═══ Text passage ═══

But at least with Billary, I know they are taking me and the left flank for idiots, and the fact they do so with a straight face makes this arrogance far too flagrant for me to even consider bothering to vote for them.

At least with Obama, there's enough ambiguity in there to suggest there might be some hope that he isn't just taking us for a ride.

Fai de bèn a Bertrand, te lou rendra en cagant

by redstar on Thu Feb 21st, 2008 at 10:46:20 AM EST
[ Parent ]
I've read enough on Obama to know that he HAS changed positions because of his donors and contacts.

On Israeli/Palestine issues and on health care issues, he is VERY far away from where he was just a year or two ago.

by Upstate NY on Thu Feb 21st, 2008 at 11:33:45 AM EST
[ Parent ]
Oh, I agree 100%, which makes me believe he's simply saying right now what he thinks he needs to say to get elected by the great middle in the US, but that he really is further to the left, in reality, than he says.

With Clinton, who has a longer (and quite frankly not impressive, I know she's your senator and you like her but I don't think there are more than two or three US senators today who, objectively speaking, can be characterized as "left," and Hillary ain't one of them) track record on these things, we know what's there. Nothing ambiguous about it, and it isn't attractive.

═══

**Problem 1**. In the discussion of the candidates, on which two issues is Obama said to be very far from where he stood a year or two earlier?
The records below have no connection to the discussion of the candidates above.

═══ Recorded information ═══

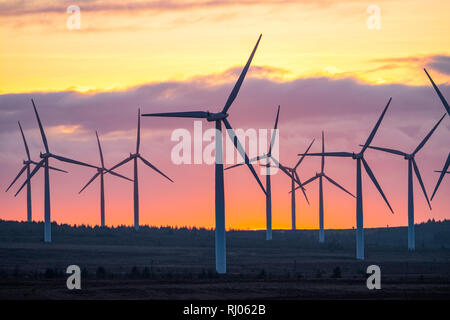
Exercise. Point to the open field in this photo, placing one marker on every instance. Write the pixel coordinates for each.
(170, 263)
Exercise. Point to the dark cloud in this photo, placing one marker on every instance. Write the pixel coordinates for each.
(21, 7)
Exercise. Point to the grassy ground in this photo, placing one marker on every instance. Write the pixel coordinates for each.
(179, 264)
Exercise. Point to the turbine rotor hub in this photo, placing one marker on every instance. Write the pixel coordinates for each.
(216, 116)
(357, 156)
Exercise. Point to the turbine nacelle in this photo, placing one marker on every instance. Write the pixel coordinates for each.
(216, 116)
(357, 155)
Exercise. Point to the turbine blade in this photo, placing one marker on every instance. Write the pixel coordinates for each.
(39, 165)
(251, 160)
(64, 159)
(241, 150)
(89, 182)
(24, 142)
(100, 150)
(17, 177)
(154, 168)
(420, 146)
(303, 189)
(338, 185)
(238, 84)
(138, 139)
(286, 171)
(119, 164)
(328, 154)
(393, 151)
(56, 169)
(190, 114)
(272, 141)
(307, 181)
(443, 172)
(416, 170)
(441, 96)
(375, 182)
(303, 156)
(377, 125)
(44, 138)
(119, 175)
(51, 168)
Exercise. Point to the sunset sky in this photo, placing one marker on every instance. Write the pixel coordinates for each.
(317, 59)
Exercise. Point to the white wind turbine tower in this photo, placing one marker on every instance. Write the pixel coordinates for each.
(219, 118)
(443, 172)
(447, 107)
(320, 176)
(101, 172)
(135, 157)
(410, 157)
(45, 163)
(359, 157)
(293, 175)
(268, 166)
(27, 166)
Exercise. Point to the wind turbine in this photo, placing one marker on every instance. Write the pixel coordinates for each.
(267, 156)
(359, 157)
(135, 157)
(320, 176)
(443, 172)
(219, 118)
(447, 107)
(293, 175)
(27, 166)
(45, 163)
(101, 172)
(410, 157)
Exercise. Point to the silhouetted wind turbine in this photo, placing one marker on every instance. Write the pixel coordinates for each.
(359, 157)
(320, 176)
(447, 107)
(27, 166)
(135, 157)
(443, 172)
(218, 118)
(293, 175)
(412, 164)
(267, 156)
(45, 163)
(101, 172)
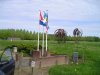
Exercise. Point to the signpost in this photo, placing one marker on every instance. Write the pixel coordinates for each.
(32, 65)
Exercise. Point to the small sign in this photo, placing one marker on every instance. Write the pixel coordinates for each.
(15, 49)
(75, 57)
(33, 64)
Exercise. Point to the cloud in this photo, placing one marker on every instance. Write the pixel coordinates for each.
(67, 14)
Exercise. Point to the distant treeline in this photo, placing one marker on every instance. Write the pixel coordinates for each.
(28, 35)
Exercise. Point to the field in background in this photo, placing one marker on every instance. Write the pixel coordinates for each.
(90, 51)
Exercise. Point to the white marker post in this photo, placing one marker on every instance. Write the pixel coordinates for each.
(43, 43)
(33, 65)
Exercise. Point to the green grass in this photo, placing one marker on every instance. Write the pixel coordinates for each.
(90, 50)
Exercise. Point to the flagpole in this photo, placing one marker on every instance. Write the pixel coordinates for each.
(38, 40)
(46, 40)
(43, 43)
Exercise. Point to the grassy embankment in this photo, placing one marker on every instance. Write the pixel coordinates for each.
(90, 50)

═══
═══ Recorded information ═══

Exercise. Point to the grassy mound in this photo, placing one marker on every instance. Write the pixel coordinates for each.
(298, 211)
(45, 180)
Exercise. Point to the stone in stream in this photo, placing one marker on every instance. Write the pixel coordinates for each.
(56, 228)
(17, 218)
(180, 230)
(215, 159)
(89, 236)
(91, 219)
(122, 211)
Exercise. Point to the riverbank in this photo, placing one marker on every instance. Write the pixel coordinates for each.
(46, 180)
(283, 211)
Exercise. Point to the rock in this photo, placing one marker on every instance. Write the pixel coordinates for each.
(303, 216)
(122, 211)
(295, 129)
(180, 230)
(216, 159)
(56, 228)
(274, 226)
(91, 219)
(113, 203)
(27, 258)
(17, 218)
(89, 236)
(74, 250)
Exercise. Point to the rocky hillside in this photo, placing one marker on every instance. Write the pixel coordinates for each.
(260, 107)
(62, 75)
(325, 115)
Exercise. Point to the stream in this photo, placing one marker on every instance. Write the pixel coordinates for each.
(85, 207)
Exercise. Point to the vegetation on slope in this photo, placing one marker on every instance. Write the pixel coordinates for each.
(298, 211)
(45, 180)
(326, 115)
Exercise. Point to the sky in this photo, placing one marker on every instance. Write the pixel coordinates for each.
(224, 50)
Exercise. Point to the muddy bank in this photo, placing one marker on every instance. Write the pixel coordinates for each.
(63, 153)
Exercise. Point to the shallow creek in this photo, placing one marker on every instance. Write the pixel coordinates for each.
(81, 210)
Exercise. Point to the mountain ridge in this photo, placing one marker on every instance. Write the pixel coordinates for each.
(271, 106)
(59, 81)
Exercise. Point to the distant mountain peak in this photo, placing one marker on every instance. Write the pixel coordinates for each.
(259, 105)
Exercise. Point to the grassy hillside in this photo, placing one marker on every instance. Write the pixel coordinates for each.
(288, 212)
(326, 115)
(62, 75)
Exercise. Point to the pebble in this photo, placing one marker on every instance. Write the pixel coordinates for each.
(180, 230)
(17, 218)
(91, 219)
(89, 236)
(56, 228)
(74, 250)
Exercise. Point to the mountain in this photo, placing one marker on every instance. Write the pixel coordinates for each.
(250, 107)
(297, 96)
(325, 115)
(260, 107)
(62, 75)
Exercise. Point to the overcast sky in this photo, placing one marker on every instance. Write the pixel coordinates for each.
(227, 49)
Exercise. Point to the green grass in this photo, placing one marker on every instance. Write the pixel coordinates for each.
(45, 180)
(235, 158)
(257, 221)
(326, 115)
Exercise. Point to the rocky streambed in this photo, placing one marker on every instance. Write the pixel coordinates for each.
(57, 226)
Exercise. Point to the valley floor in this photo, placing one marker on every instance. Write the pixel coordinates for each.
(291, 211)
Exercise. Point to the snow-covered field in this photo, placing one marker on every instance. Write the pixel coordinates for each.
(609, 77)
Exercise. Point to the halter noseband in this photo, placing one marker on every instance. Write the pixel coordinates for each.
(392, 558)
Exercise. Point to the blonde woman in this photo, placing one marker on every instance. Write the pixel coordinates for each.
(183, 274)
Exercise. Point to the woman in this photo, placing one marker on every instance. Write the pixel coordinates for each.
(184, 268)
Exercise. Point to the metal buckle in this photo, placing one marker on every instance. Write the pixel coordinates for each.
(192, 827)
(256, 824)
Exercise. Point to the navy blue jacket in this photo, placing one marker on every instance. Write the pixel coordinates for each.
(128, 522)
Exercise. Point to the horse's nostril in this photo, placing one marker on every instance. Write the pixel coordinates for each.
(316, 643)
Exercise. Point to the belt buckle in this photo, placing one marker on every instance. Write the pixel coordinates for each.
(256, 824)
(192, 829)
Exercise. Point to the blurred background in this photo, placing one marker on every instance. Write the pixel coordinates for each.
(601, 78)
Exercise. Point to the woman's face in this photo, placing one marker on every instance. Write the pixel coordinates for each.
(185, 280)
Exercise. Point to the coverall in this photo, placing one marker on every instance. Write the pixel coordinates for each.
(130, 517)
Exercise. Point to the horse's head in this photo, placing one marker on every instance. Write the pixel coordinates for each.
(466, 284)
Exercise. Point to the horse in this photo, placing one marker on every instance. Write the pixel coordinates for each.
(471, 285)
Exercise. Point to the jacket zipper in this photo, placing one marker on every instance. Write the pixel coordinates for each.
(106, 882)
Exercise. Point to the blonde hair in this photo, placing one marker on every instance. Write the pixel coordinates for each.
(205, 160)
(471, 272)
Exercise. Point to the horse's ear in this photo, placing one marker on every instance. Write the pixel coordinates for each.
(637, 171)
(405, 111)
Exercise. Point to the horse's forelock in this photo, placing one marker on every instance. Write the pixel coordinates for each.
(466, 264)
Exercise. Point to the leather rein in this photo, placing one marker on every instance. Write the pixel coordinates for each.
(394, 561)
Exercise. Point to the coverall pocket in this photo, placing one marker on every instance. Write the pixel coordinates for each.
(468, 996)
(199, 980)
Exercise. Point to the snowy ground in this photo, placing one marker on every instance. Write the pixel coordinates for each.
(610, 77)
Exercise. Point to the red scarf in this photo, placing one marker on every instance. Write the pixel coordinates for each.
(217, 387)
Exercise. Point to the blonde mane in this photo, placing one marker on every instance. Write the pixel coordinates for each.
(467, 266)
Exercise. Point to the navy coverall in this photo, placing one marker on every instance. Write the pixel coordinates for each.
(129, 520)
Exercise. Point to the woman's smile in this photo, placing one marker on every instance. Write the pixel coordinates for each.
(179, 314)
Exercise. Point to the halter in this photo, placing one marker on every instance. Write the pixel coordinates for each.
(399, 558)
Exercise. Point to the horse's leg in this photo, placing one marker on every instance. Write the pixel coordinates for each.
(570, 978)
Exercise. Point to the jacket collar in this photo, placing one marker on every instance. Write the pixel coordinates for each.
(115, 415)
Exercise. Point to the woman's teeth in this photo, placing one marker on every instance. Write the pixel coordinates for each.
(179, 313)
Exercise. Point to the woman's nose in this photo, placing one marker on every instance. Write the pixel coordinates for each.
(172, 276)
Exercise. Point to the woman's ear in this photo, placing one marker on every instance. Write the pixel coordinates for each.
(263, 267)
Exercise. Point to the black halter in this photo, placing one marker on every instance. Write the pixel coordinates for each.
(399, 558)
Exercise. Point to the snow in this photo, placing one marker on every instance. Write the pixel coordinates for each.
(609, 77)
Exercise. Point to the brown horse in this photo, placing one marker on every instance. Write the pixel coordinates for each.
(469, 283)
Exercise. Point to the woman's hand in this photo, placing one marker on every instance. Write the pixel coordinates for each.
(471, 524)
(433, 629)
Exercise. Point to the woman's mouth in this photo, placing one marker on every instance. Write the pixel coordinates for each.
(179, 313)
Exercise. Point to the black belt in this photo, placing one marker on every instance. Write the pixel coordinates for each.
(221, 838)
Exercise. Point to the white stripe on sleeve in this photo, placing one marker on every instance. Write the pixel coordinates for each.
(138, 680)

═══
═══ Recorded information ═══

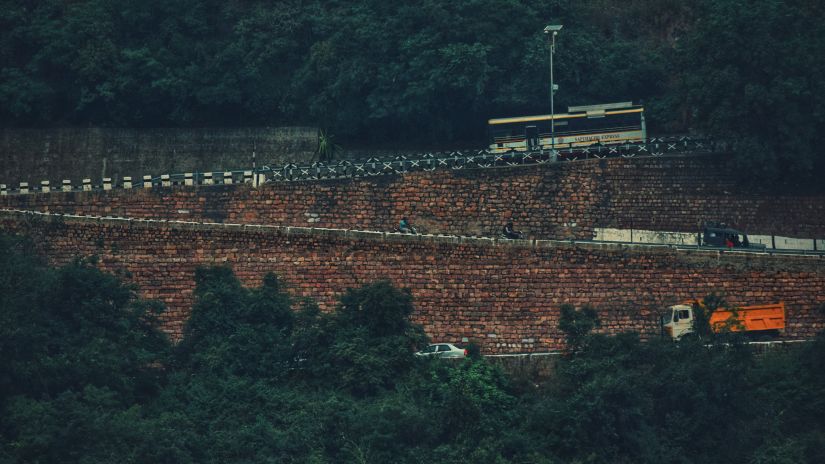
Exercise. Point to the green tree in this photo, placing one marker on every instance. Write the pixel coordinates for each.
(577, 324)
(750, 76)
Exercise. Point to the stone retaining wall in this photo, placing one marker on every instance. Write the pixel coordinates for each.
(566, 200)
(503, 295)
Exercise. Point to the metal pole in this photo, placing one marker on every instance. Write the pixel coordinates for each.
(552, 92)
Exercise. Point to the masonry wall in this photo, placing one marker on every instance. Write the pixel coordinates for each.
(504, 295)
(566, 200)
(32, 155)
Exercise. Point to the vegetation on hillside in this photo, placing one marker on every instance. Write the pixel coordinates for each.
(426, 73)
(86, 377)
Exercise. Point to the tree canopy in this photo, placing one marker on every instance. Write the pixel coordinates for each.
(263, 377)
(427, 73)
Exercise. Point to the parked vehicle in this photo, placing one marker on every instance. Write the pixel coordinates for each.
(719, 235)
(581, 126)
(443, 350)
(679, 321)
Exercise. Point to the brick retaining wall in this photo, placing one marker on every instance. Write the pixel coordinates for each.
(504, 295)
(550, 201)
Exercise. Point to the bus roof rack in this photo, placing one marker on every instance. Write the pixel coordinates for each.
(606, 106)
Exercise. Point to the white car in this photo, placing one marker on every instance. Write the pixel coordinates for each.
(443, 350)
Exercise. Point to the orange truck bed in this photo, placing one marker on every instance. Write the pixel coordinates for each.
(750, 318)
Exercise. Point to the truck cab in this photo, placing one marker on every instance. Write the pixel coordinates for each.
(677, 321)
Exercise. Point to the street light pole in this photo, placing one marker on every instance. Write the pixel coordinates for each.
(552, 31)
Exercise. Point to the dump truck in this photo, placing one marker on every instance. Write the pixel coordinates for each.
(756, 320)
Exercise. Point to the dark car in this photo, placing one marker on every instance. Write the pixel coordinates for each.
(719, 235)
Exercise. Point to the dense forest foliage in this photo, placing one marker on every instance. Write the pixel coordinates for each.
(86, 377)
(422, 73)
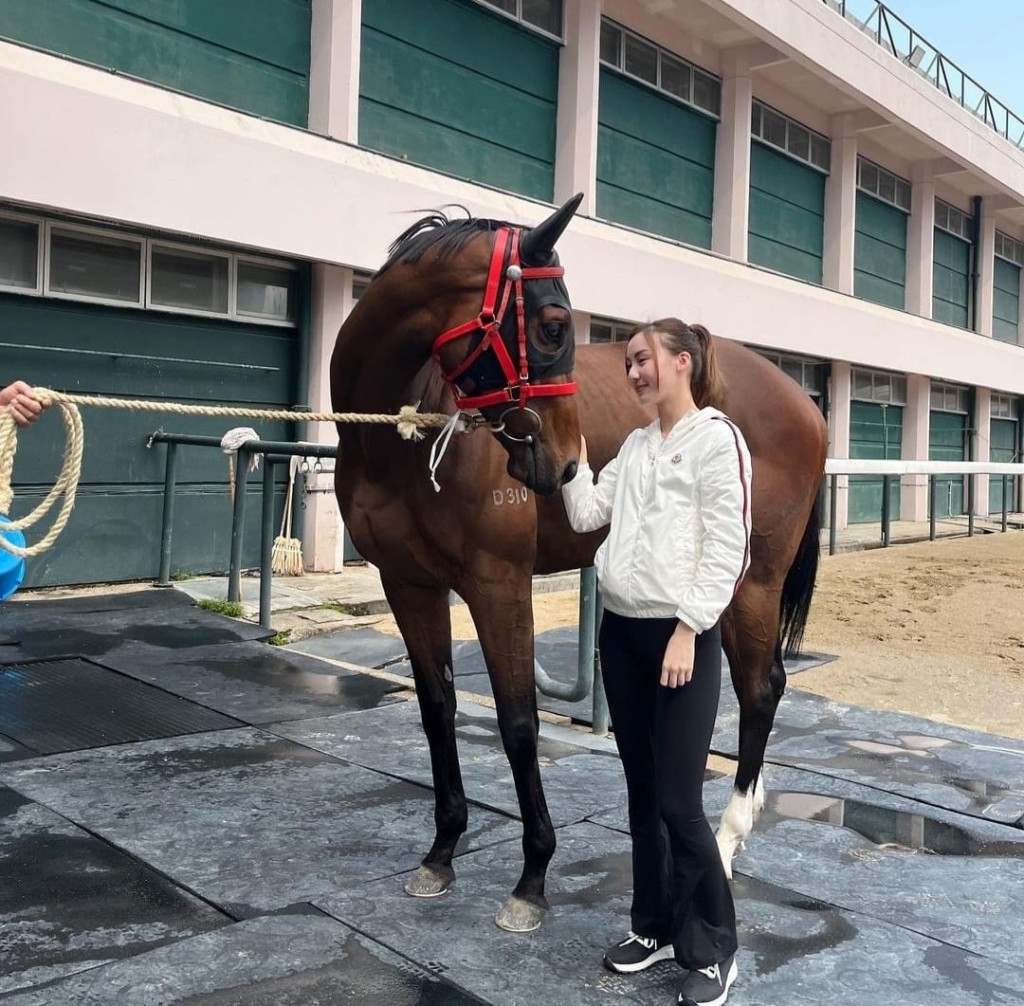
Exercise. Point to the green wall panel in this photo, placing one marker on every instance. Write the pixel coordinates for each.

═══

**Problem 2**. Pick out every line of the records that contains the string "buckle", matching case exactly.

**Full output 1**. Israeli/Palestine issues and health care issues.

**Full output 2**.
Exercise. Point to the metal buckle in this photo, placing one marker on every instance. Write the pixel coordinates for each.
Exercise. Point to the belt buckle in this photo, placing one marker on every instance. Write the pixel coordinates for each.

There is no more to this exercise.